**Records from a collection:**
--- BEGIN ---

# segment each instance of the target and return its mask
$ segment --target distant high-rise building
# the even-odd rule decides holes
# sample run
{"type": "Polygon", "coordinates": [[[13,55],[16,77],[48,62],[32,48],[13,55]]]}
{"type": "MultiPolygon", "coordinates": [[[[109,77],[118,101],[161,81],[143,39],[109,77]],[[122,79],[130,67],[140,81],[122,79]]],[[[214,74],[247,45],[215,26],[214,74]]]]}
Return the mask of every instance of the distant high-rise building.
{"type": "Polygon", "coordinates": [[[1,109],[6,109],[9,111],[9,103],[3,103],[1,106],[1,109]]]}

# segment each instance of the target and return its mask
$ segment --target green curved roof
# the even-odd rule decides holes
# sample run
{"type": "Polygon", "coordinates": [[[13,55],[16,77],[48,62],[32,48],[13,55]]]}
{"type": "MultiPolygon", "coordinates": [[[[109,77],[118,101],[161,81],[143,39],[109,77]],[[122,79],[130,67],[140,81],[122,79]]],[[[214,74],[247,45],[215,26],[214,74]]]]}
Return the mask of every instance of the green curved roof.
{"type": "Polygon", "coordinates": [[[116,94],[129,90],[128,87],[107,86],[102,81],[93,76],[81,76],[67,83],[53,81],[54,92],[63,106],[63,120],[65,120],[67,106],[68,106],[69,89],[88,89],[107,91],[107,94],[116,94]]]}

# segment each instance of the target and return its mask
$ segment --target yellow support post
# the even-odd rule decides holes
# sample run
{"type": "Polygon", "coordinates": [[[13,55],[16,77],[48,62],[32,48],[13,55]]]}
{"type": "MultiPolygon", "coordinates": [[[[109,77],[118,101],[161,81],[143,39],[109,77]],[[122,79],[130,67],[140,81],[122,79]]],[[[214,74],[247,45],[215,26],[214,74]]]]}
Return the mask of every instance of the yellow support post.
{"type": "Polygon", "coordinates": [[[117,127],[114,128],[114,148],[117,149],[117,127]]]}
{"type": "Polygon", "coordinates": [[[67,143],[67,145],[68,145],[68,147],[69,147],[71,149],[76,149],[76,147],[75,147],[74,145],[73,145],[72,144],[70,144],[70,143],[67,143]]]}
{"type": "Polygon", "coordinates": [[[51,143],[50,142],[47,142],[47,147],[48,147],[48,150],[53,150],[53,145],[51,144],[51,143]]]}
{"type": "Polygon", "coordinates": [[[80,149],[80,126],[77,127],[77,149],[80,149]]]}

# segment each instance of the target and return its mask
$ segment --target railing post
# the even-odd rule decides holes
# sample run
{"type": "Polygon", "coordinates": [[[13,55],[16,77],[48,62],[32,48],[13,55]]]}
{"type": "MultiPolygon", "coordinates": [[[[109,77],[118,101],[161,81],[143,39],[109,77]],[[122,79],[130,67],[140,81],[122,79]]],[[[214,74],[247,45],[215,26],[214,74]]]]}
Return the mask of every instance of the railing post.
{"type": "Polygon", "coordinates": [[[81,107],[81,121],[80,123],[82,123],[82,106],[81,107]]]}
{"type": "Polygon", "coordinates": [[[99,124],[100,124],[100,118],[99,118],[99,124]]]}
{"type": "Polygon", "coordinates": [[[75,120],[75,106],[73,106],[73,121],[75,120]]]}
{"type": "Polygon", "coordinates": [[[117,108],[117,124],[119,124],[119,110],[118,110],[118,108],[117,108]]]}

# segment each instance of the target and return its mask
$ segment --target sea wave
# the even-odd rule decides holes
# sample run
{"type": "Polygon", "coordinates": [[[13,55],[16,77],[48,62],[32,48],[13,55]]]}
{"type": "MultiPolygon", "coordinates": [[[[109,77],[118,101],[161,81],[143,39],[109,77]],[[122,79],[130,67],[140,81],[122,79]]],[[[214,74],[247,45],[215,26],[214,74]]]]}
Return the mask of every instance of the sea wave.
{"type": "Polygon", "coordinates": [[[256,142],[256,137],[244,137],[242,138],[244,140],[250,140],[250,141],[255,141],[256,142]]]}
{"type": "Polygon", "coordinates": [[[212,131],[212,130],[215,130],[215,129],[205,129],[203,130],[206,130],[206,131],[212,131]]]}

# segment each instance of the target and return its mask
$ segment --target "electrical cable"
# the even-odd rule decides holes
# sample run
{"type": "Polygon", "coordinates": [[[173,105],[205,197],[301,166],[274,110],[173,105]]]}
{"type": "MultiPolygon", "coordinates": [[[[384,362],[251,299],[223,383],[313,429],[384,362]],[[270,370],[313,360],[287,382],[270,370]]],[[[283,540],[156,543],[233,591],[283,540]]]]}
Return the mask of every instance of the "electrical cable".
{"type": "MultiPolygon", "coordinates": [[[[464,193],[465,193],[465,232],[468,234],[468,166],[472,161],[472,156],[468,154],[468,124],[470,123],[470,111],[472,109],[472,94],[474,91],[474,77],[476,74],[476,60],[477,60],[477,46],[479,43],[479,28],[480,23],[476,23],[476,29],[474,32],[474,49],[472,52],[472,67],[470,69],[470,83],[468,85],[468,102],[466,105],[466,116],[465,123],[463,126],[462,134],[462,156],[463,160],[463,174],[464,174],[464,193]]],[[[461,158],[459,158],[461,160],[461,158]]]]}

--- END ---

**Exercise directions:**
Recopy all the lines exactly as they appear.

**Worked solution:**
# segment each instance of the target and return its mask
$ segment --target distant high-rise building
# the even-odd rule decides holes
# sample run
{"type": "Polygon", "coordinates": [[[13,55],[16,77],[48,62],[32,48],[13,55]]]}
{"type": "MultiPolygon", "coordinates": [[[[109,77],[118,101],[161,81],[143,39],[109,77]],[[122,79],[130,67],[140,81],[122,79]]],[[[214,74],[247,45],[215,26],[214,74]]]]}
Return the mask of every instance of the distant high-rise building.
{"type": "Polygon", "coordinates": [[[1,109],[6,109],[9,111],[9,103],[3,103],[1,106],[1,109]]]}

# segment each instance of the target and return its mask
$ segment --target green curved roof
# the even-odd rule decides holes
# sample run
{"type": "Polygon", "coordinates": [[[13,55],[16,77],[48,62],[32,48],[13,55]]]}
{"type": "MultiPolygon", "coordinates": [[[[109,77],[118,101],[161,81],[143,39],[109,77]],[[122,79],[130,67],[140,81],[122,79]]],[[[214,74],[247,45],[215,26],[214,74]]]]}
Return the mask of every instance of the green curved roof.
{"type": "Polygon", "coordinates": [[[116,94],[129,90],[128,87],[107,86],[102,81],[93,76],[81,76],[67,83],[53,81],[54,92],[63,106],[63,120],[65,120],[67,106],[68,106],[69,89],[88,89],[107,91],[107,94],[116,94]]]}

# segment each instance of the target and return its mask
$ segment --target yellow support post
# the even-odd rule decides holes
# sample run
{"type": "Polygon", "coordinates": [[[13,55],[16,77],[48,62],[32,48],[13,55]]]}
{"type": "MultiPolygon", "coordinates": [[[[109,77],[118,101],[161,81],[143,39],[109,77]],[[122,79],[130,67],[140,81],[122,79]]],[[[214,74],[247,45],[215,26],[214,74]]]]}
Return the mask of every instance of the yellow support post.
{"type": "Polygon", "coordinates": [[[117,127],[114,128],[114,148],[117,149],[117,127]]]}
{"type": "Polygon", "coordinates": [[[67,143],[67,145],[68,145],[68,147],[69,147],[71,149],[76,149],[76,147],[75,147],[74,145],[73,145],[72,144],[70,144],[70,143],[67,143]]]}
{"type": "Polygon", "coordinates": [[[51,143],[50,142],[47,142],[47,147],[48,147],[48,150],[53,150],[53,145],[51,144],[51,143]]]}
{"type": "Polygon", "coordinates": [[[80,149],[80,126],[77,127],[77,149],[80,149]]]}

# segment each instance of the target and return its mask
$ segment --target railing post
# the even-odd rule decides holes
# sample run
{"type": "Polygon", "coordinates": [[[13,55],[16,77],[48,62],[32,48],[13,55]]]}
{"type": "MultiPolygon", "coordinates": [[[[109,77],[118,101],[161,81],[143,39],[109,77]],[[122,79],[130,67],[140,81],[122,79]]],[[[214,74],[247,45],[215,26],[214,74]]]]}
Return the mask of every instance of the railing post.
{"type": "Polygon", "coordinates": [[[81,107],[81,121],[80,123],[82,123],[82,106],[81,107]]]}
{"type": "Polygon", "coordinates": [[[99,124],[100,124],[100,118],[99,118],[99,124]]]}
{"type": "Polygon", "coordinates": [[[75,120],[75,106],[73,106],[73,121],[75,120]]]}
{"type": "Polygon", "coordinates": [[[117,108],[117,124],[119,124],[119,110],[118,110],[118,108],[117,108]]]}

# segment each instance of the target and return its mask
$ segment --target sea wave
# the even-odd rule decides holes
# sample run
{"type": "Polygon", "coordinates": [[[13,55],[16,77],[48,62],[32,48],[13,55]]]}
{"type": "MultiPolygon", "coordinates": [[[[109,77],[118,101],[161,81],[143,39],[109,77]],[[122,79],[130,67],[140,81],[122,79]]],[[[214,74],[247,45],[215,26],[214,74]]]]}
Return the mask of every instance of the sea wave.
{"type": "Polygon", "coordinates": [[[256,142],[256,137],[244,137],[242,138],[244,140],[250,140],[250,141],[255,141],[256,142]]]}
{"type": "Polygon", "coordinates": [[[212,131],[212,130],[215,130],[215,129],[205,129],[203,130],[206,130],[206,131],[212,131]]]}

# segment each instance of the target and return its mask
$ segment --target "electrical cable"
# the even-odd rule decides holes
# sample run
{"type": "Polygon", "coordinates": [[[173,105],[205,197],[301,166],[274,110],[173,105]]]}
{"type": "MultiPolygon", "coordinates": [[[[384,362],[251,299],[223,383],[313,429],[384,362]],[[270,370],[313,360],[287,382],[270,370]]],[[[283,540],[156,543],[233,591],[283,540]]]]}
Return the mask of every instance of the "electrical cable".
{"type": "MultiPolygon", "coordinates": [[[[464,193],[465,193],[465,232],[468,234],[468,166],[472,161],[472,156],[468,154],[468,124],[470,123],[470,111],[472,109],[472,94],[474,91],[474,77],[476,74],[476,60],[477,60],[477,46],[479,43],[479,28],[480,23],[476,23],[476,29],[474,32],[474,49],[472,52],[472,67],[470,69],[470,83],[468,85],[468,102],[466,105],[466,116],[465,123],[463,126],[462,134],[462,156],[463,160],[463,174],[464,174],[464,193]]],[[[461,158],[459,158],[461,160],[461,158]]]]}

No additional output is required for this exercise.